# 記述問題 1
第三ステージについての文章を読み、次の問いに答えよ。
(a) これまで培った良い部分として挙げられているものは何か。
(b) かなり大部分で引き継がせてもらっているものは何か。
(c) 偽善者と言われるのが怖くて避けていたものは何か。
# 記述問題 2
第三ステージについての文章の続きを、最後の文の後から書き継げ。

# 本文
▬▬▬▬▬▬▬▬▬▬

そう考えれば、俺が何を言いたいか、勘の鋭い読者ならおわかりだろう。

第三ステージで目指すもの。タイトルはまだ浮かばないが、これまでとはかなり異なる方向性を自分に課していこうと思っている。
もちろん、これまで培った良い部分は引き継いでいく。戦略的に物事を考えるチカラ、ゼロベースで異なるアプローチを求める物の見方など。せっかく身につけたものを全否定しようという気は毛頭ない。いくらゼロからスタートすると言ったって、人間関係はかなり大部分で引き継がせてもらっているわけで、それくらいの過去に築き上げた財産を頼ってもバチは当たらないはずだ。
とはいえ、反省すべき点もある。至らない所、それによって周囲に掛けてしまった迷惑は少なくない。これについては、謙虚に自分を見つめ、感謝の気持ちを言葉やカタチで表しながら、本当の意味で必要としてもらえる人間になりたい。こんな俺でも温かく見守り、支えてくれる人のことを考えると涙が出てくる想いだ。俺自身、「何もできなかった」と後悔したくないし、俺を幸せにしてくれた人は俺以上に幸せになってもらいたい。今までは偽善者と言われるのが怖くて避けていた感謝や愛情表現など、惜しまずに心を開いてできるだけ表していこうと思っている。人間、そんな急には変われないし、心理的抵抗を完全に拭い去るまでには時間が掛かりそうだが、少しでも温かい自分になれるように努力したいと考えている。

▬▬▬▬▬▬▬▬▬▬

# データ抜粋
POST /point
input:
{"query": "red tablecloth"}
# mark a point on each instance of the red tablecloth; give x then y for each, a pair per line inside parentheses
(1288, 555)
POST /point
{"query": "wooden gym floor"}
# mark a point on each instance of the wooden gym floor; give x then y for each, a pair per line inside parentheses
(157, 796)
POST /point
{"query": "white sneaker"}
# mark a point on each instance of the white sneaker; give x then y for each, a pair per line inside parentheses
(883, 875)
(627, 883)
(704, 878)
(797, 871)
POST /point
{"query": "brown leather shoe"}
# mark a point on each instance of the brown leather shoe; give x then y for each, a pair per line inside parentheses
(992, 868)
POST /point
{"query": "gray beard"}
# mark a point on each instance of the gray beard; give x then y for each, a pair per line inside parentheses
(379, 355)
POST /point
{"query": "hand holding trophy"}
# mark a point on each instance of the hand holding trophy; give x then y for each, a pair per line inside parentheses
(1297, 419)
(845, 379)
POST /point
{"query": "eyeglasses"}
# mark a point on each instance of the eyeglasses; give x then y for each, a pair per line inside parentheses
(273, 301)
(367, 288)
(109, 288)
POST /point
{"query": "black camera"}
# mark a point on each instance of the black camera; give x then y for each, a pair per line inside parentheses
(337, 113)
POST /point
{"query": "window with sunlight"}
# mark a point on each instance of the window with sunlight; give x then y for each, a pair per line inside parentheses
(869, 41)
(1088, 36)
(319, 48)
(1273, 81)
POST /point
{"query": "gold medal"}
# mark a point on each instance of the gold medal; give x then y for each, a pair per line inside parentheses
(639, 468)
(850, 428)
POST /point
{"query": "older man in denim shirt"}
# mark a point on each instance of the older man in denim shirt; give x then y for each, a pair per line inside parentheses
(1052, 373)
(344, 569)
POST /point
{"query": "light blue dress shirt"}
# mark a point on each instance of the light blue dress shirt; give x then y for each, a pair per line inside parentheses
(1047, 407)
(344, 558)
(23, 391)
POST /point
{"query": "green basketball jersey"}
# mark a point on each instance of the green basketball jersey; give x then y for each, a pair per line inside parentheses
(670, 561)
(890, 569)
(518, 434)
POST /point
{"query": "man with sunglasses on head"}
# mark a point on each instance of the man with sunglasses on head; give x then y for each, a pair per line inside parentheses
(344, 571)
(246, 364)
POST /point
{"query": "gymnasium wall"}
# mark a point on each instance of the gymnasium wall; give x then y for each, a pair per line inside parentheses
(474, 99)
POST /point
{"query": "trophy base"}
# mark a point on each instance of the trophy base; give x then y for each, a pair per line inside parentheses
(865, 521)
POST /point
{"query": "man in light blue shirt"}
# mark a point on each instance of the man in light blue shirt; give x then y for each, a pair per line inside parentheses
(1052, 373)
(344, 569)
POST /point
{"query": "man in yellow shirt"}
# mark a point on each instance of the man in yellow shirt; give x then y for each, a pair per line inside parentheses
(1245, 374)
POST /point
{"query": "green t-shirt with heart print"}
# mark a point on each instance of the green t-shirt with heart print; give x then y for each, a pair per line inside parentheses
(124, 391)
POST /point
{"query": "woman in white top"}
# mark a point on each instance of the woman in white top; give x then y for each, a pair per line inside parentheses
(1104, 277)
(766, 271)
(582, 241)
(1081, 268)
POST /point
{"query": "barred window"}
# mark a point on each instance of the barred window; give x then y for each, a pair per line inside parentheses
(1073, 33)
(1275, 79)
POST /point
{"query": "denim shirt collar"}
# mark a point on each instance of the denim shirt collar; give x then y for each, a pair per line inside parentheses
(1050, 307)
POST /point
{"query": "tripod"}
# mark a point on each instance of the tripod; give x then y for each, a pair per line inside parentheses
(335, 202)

▬▬▬▬▬▬▬▬▬▬

# 最終解答 1
(a) 戦略的に物事を考えるチカラと、ゼロベースで異なるアプローチを求める物の見方
(b) 人間関係
(c) 感謝や愛情表現

# 最終解答 2
これまでの失敗で学んだことがある。変わろうとする時に、「急に」変わろうとしないことだ。
今までカタチから入ることがあった。わざと大きな宣言を出してみたり、急にこれまでとは違う生き方を自分に強制しようとしてみたり、俺なりの言葉で言うと「イベントにする」所があった。何事においても。でも、それは長くは続かない。三日坊主にすらならない。カタチばかりが先行して、中身がついていかないのだ。
これは、バイクで学んだ。発進する時、急にクラッチをつなごうとするとエンストしてしまう。急いで発進しようとする時ほど、こういった傾向にある。スムーズな発進をするためには、半クラ状態を長く保ちながら、ゆっくりゆっくりクラッチをつないでいくのが正しい。見た目は荒々しいが、繊細な生き物なのだ。人間も同じで、急には変われない。また急に何かやろうとしてもうまくいかないし、続かない。ゆっくり静かに、ただし臆することなくスタートしていく。安定走行に入るまで、穏やかな心でいる。今後はそういう人生でありたい。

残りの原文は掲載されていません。